▶ **Given task**
Can you reproduce the records starting with the line containing "of the green" and going on through the line containing "[[93,165],[96,145],[66,144],[66,165]]", with every coordinate in the answers multiplied by 1.6 and rounded to a whole number, halves up? Keep the requests in, and give only those lines.

++++ Extracted data

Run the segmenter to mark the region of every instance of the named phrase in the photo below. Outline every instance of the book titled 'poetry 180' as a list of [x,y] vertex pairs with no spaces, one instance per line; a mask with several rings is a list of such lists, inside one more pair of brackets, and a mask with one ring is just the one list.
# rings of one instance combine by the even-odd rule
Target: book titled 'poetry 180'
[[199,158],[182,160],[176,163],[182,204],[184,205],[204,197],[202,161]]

++++++++
++++ Extracted data

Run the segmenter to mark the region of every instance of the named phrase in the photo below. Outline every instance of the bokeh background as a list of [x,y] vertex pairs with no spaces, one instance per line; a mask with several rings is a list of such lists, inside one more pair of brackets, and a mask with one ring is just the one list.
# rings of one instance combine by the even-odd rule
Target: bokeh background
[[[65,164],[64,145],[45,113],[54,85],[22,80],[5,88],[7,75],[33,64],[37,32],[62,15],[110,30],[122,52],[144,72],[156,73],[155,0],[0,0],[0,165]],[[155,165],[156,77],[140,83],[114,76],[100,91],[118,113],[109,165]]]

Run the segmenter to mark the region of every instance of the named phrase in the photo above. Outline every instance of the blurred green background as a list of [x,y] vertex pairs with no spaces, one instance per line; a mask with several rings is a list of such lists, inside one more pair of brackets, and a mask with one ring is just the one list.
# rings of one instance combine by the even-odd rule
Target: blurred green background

++++++++
++++ Extracted data

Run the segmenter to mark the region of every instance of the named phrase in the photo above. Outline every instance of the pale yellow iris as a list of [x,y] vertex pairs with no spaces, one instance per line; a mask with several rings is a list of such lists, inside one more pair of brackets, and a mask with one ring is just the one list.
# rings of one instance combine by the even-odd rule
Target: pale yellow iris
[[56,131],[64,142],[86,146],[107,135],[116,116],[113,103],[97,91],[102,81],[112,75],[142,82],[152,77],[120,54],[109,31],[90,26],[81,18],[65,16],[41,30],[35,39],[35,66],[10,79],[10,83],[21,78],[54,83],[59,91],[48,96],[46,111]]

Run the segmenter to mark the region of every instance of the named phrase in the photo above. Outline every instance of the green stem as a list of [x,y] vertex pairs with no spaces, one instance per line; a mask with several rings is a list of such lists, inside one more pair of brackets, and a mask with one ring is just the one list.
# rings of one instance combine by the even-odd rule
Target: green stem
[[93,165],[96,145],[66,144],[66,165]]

++++++++

▶ **Response to the task**
Run the segmenter to mark the region of every instance of the named phrase in the photo above. Outline every instance of the green stem as a list of [x,y] vertex pairs with no spaces, one instance per line; a mask with several rings is a list of such lists, inside one more pair of brackets, and a mask with one ring is just the one list.
# rings of one instance combine by the even-odd rule
Target: green stem
[[149,264],[154,232],[106,230],[106,264]]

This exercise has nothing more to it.